> **Selected text**
···
Jamel Brinkley is an American writer. His debut story collection, A Lucky Man (2018), was the winner of the PEN Oakland Josephine Miles Award and the Ernest J. Gaines Award for Literary Excellence. It was also a finalist for the National Book Award, The Story Prize, the John Leonard Award, the Hurston/Wright Legacy Award, and the PEN/Robert W. Bingham Prize. He currently teaches fiction at the Iowa Writers' Workshop.

Life & writing 
Jamel Brinkley was raised in Brooklyn and the Bronx, New York City. He graduated from Columbia University and the Iowa Writers' Workshop, where he teaches. His first book, A Lucky Man, is set in New York City and explores themes of family relationships, love, loss, complex identity, and masculinity. NPR said of the collection, "[It] may include only nine stories, but in each of them, Brinkley gives us an entire world."

Brinkley is an alumnus of the Callaloo Creative Writing Workshop, and he was also a Kimbilio Fellow in Fiction. He graduated with an MFA in creative writing from the Iowa Writers' Workshop. He was the 2016-2017 Carol Houck Smith Fiction Fellow at the Wisconsin Institute for Creative Writing and a 2018-2020 Wallace Stegner Fellow in Fiction at Stanford University.
···
> **Supplied material**
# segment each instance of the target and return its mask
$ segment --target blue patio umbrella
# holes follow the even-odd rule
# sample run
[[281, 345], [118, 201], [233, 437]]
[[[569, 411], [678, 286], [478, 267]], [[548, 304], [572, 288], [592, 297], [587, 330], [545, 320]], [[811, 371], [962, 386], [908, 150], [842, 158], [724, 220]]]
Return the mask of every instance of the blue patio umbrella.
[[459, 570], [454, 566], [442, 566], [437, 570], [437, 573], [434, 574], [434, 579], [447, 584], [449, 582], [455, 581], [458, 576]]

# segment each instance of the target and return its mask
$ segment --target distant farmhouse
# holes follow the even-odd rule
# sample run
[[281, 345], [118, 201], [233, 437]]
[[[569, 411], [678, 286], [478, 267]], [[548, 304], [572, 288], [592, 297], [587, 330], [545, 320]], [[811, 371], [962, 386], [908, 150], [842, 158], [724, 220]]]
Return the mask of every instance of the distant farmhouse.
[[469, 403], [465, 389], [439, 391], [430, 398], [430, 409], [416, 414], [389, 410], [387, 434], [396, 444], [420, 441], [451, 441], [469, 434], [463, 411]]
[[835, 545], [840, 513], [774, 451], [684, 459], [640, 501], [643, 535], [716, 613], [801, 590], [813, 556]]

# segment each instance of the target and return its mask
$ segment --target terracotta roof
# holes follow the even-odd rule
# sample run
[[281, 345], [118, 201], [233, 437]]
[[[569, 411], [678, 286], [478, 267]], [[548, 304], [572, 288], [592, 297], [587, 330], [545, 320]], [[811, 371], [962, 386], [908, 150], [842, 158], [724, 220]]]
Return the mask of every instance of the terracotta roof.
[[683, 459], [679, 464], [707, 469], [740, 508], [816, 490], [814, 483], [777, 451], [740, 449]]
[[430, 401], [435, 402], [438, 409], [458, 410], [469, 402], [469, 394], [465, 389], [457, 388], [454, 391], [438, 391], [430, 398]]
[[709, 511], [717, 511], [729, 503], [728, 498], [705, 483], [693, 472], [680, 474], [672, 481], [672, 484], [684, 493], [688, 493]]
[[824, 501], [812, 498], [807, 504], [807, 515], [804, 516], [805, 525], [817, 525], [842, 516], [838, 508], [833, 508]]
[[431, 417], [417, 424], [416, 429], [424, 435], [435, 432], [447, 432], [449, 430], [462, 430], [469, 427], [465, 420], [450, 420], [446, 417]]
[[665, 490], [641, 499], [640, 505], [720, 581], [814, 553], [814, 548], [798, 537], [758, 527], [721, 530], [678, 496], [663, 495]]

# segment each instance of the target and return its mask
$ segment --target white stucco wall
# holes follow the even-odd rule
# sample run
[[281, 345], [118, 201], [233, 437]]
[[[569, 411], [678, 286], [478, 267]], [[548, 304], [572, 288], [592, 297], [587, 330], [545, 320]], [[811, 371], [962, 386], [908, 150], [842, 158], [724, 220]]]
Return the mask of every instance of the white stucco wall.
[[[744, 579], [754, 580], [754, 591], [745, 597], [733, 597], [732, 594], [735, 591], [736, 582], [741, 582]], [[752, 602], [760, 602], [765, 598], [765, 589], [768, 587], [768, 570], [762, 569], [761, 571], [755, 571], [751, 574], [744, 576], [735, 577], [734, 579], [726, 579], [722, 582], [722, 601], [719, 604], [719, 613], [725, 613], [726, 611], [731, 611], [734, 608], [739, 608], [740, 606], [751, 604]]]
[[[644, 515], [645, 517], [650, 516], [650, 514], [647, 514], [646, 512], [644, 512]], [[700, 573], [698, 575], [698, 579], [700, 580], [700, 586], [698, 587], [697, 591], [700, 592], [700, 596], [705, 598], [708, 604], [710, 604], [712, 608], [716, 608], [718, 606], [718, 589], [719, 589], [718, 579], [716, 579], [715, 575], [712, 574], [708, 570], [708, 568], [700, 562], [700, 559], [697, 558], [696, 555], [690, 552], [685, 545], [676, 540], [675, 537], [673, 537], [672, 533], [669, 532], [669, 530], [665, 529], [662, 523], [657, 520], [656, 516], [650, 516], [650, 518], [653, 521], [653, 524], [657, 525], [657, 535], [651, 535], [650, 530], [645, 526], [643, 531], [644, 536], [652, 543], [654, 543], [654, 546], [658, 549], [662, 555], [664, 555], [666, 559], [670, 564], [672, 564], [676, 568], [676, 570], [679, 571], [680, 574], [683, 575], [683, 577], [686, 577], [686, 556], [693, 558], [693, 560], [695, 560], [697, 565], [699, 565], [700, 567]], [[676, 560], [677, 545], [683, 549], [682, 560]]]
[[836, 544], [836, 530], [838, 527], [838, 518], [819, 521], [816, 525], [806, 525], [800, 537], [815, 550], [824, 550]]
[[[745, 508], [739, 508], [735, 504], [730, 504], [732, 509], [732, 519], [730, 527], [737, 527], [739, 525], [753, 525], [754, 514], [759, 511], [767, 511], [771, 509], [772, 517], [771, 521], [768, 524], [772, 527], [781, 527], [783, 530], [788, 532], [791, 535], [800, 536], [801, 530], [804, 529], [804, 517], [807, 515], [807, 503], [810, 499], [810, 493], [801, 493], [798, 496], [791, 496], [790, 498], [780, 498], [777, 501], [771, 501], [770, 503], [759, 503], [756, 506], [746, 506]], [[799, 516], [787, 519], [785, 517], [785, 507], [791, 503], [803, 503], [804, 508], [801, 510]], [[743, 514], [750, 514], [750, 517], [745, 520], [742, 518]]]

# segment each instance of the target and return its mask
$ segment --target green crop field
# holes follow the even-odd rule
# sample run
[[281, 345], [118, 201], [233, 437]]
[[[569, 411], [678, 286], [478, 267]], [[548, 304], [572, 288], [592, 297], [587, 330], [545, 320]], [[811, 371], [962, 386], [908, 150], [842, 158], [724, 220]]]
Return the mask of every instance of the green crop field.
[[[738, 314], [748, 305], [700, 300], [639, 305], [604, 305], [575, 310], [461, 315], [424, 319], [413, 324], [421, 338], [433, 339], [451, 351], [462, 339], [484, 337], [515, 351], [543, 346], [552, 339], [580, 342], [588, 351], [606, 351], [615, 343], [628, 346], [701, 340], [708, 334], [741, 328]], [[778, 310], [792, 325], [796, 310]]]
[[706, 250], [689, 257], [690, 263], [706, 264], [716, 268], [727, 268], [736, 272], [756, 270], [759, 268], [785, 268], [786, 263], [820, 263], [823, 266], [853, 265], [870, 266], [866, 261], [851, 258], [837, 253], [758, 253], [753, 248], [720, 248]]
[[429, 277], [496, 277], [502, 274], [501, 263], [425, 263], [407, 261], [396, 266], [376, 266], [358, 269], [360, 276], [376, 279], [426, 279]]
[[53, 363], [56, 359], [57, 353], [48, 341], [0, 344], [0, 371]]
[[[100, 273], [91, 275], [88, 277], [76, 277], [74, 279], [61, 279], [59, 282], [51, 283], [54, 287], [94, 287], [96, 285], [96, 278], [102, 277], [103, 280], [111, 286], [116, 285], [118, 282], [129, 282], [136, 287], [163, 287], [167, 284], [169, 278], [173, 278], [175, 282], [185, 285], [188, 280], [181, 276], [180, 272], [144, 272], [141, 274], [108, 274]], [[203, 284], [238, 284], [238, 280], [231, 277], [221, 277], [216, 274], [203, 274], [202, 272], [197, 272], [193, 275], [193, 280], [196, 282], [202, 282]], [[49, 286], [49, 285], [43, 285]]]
···
> **Task goal**
Reproduce the stretch of the Jamel Brinkley text from "Brinkley is an alumnus" through "at Stanford University." word for word. The records are a separate body of material from the text about Jamel Brinkley.

> **The reply**
Brinkley is an alumnus of the Callaloo Creative Writing Workshop, and he was also a Kimbilio Fellow in Fiction. He graduated with an MFA in creative writing from the Iowa Writers' Workshop. He was the 2016-2017 Carol Houck Smith Fiction Fellow at the Wisconsin Institute for Creative Writing and a 2018-2020 Wallace Stegner Fellow in Fiction at Stanford University.